- **TASK PROMPT**
Count the lines below that contain the word "white" and give only that number.
### SUPPLIED DATA ###
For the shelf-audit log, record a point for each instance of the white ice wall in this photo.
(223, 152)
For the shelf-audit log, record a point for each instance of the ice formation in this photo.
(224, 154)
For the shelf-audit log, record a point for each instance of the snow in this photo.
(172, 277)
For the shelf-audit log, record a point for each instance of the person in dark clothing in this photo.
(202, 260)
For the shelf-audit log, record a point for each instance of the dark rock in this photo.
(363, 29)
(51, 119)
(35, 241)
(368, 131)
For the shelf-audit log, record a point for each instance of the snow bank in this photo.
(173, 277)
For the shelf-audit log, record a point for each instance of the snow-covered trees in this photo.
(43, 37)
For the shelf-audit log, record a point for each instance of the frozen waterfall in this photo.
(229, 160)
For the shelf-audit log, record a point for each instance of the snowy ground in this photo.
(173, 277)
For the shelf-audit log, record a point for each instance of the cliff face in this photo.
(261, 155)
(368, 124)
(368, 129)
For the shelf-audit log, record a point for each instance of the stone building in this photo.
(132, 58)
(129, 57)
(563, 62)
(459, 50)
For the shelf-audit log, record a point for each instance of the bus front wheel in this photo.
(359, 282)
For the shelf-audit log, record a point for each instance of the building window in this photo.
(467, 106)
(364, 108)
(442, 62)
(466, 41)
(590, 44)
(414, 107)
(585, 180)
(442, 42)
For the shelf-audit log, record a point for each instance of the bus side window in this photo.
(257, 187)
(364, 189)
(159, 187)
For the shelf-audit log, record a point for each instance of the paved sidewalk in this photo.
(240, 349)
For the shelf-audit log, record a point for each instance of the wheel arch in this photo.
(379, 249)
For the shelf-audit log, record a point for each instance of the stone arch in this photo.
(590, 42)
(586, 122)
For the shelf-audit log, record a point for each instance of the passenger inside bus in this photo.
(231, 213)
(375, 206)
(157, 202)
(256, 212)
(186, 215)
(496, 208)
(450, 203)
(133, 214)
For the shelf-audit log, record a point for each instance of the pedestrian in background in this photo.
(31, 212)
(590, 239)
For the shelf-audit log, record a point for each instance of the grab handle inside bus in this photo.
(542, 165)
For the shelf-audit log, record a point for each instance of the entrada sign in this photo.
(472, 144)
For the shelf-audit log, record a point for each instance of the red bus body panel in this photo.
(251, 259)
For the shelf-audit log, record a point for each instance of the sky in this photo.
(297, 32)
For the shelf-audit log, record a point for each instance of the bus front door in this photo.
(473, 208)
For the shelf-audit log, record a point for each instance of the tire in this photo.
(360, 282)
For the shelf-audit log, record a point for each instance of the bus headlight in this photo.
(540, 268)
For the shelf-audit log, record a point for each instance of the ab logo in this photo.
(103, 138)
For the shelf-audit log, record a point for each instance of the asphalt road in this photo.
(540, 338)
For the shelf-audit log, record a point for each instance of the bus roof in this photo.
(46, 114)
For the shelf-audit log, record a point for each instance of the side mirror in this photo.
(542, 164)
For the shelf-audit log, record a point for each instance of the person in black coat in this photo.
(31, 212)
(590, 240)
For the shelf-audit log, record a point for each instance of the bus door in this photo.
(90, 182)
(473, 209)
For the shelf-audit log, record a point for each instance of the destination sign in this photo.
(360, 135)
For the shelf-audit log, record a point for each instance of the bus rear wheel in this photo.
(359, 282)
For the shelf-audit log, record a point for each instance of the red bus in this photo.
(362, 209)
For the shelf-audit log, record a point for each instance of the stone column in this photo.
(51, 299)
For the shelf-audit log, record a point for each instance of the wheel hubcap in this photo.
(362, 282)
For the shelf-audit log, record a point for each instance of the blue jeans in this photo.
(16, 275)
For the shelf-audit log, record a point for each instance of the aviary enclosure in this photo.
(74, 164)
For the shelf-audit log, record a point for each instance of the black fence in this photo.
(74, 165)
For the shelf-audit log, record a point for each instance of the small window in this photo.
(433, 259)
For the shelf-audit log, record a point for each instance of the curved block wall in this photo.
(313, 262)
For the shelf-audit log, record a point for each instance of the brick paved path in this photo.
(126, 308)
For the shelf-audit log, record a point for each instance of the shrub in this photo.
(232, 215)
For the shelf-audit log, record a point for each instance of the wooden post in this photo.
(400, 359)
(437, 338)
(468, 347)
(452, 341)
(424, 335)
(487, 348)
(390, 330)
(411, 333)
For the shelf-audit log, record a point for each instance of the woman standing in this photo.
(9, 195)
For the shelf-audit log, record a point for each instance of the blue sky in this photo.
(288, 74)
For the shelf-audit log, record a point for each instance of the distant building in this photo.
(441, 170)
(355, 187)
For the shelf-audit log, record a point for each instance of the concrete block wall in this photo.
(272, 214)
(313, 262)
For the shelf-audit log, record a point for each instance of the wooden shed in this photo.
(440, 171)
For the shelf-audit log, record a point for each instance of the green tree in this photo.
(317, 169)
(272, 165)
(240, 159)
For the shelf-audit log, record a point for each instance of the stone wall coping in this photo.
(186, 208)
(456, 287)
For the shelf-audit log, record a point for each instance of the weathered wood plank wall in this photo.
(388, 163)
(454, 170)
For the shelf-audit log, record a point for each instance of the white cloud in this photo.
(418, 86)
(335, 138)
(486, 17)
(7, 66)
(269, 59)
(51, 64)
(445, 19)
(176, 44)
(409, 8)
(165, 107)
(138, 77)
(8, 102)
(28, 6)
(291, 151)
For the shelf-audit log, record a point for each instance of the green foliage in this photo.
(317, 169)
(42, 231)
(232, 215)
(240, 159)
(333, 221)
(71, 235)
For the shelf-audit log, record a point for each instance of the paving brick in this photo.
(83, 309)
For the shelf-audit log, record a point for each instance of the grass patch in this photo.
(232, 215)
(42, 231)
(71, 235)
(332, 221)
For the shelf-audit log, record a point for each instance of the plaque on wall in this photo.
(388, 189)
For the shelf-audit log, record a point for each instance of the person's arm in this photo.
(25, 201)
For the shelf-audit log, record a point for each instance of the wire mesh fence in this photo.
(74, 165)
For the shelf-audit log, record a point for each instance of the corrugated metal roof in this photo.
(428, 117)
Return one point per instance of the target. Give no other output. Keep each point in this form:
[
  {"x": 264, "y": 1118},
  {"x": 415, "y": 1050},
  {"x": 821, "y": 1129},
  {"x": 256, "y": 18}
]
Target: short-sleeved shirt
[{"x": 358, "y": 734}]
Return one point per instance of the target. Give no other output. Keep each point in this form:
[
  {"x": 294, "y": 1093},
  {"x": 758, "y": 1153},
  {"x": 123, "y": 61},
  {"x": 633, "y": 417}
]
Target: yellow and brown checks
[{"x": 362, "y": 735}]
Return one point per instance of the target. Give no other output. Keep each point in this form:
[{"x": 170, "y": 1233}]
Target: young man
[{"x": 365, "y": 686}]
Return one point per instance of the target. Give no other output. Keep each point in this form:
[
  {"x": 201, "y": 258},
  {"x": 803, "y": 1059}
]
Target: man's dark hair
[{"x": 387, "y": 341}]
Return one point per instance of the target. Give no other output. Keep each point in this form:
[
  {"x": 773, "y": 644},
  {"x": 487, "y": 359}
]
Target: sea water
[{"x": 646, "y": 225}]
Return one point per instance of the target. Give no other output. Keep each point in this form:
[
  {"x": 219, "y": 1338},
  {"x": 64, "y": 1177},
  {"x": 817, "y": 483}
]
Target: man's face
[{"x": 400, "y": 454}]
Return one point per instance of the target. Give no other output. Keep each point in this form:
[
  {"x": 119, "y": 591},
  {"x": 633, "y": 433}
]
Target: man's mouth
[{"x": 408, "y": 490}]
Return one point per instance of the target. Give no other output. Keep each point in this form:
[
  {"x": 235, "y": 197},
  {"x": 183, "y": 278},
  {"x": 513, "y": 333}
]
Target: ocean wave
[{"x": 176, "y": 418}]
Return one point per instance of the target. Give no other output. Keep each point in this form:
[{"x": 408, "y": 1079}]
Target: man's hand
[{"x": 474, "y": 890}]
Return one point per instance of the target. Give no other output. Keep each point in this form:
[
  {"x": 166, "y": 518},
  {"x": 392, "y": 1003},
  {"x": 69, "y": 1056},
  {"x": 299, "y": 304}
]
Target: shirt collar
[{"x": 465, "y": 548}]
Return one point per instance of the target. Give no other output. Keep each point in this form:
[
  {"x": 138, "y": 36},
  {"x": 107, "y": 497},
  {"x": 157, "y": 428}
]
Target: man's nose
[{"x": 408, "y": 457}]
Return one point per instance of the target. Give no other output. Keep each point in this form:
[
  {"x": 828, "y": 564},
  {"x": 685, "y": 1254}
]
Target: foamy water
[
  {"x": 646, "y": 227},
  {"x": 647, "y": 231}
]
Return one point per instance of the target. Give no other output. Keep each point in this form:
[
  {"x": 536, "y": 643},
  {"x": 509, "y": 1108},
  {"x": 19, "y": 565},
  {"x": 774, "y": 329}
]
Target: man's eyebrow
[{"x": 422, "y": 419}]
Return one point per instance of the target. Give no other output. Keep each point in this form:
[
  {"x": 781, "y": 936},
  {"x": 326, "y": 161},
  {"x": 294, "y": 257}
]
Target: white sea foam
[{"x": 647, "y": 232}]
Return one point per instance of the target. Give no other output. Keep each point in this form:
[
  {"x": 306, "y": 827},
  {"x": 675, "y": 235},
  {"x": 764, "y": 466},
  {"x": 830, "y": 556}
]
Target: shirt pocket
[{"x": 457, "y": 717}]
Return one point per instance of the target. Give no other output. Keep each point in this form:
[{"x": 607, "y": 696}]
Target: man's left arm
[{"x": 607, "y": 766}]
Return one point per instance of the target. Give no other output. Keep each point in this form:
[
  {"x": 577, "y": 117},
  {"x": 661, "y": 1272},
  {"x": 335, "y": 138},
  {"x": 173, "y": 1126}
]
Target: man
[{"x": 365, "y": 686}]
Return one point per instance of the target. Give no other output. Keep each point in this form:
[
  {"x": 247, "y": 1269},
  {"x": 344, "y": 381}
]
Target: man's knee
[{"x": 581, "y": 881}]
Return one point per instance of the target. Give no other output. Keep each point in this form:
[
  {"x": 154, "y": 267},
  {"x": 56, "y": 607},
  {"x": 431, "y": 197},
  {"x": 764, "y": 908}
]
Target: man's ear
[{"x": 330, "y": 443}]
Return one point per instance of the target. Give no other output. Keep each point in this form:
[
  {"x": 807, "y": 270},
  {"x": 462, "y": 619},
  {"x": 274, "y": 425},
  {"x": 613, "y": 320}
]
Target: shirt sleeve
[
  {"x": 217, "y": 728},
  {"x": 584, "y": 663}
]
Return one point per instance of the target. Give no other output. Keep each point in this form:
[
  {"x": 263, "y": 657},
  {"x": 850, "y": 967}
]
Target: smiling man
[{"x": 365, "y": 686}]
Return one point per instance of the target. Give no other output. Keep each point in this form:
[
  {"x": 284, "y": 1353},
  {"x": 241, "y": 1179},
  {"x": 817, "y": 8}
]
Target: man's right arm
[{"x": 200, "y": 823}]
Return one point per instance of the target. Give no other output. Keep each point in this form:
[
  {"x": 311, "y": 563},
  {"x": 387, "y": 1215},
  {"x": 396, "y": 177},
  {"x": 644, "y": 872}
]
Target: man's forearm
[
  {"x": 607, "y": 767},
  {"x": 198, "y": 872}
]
###
- **EXERCISE RESULT**
3